> To do:
Below is a listing. Write out exactly its lines between the one holding "Can you find the black metal table" and the one holding "Can you find the door deadbolt", inclusive.

> Entries provided:
-- -- --
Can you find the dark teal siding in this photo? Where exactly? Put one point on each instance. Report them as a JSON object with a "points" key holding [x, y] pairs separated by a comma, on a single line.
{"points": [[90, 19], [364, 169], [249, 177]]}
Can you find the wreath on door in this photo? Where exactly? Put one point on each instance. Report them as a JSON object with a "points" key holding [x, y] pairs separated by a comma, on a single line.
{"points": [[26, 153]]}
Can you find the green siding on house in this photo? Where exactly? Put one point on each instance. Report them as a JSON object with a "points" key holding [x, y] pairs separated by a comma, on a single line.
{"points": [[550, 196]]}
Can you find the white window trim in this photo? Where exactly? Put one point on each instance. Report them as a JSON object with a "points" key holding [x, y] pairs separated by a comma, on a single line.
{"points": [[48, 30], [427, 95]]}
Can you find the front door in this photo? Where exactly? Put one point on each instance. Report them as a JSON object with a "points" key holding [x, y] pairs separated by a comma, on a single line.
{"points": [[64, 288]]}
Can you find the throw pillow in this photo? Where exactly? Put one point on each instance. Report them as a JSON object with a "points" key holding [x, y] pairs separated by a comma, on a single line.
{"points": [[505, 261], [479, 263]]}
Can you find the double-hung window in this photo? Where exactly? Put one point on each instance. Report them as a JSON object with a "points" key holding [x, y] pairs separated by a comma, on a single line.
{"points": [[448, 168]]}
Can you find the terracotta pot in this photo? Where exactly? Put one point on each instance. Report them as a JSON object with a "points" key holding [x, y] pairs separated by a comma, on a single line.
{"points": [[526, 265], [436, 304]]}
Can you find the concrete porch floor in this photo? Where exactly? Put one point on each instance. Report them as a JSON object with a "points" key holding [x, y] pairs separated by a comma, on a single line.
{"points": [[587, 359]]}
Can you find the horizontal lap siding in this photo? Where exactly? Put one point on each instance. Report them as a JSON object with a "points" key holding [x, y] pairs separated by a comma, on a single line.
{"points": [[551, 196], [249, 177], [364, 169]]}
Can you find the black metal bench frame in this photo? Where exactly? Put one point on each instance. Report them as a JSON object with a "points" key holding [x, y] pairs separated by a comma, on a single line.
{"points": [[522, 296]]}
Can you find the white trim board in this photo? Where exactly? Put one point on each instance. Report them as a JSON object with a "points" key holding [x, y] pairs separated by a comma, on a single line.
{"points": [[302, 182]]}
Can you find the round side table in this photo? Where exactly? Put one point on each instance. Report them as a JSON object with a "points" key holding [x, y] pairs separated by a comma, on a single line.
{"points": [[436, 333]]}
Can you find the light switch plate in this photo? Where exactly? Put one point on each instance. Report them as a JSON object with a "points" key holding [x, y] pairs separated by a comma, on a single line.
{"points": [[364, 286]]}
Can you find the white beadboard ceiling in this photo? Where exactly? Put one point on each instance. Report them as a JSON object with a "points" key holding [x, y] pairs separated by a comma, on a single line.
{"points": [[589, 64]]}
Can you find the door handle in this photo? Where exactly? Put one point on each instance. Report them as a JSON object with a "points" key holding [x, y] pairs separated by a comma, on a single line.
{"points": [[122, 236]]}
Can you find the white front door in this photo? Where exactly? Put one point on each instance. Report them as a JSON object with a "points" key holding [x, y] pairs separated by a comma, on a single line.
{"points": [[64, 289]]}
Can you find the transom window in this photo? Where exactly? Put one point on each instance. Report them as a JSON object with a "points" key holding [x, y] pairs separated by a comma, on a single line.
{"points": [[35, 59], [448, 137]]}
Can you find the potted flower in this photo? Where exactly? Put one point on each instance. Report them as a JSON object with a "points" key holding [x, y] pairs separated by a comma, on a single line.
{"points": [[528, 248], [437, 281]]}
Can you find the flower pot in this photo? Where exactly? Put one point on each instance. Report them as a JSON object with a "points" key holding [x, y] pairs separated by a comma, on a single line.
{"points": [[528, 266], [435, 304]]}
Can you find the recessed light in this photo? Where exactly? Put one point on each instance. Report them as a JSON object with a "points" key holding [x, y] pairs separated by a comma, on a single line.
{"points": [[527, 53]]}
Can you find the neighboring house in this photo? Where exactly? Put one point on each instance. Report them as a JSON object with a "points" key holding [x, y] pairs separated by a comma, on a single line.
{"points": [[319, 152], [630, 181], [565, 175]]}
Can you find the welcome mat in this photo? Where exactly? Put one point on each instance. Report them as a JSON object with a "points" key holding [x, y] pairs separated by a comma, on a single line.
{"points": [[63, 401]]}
-- -- --
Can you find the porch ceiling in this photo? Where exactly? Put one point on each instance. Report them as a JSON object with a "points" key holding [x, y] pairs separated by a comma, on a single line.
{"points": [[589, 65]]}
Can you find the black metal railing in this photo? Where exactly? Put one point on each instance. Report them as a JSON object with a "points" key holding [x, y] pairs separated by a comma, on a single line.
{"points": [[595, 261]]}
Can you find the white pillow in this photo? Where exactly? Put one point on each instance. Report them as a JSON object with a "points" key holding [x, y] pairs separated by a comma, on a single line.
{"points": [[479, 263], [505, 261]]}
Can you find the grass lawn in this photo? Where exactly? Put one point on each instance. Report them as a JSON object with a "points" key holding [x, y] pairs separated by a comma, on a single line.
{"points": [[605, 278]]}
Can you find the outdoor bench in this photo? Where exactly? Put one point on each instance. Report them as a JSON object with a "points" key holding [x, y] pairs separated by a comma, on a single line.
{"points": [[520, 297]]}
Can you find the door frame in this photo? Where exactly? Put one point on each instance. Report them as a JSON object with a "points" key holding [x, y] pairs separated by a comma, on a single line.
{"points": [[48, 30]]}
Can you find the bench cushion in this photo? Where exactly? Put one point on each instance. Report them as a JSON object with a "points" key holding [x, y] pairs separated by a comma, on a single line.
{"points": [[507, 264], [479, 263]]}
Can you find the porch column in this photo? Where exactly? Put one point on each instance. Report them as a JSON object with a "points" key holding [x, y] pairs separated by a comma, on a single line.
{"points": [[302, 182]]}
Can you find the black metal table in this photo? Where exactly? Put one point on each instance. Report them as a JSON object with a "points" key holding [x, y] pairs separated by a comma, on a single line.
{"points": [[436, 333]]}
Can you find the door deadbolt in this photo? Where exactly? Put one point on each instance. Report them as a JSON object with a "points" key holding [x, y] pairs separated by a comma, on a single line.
-- -- --
> Response area:
Can you find the black metal table in this photo? Where exactly? Put one point on each instance. Report them as a JSON object with a "points" key holding [x, y] pairs separated by a comma, on a single line.
{"points": [[436, 333]]}
Can you find the door deadbolt in this photo? Where exactly? Put one point on each instance. Report them as a JSON object with a "points" key holding [x, y] pairs separated by a comma, on a single line.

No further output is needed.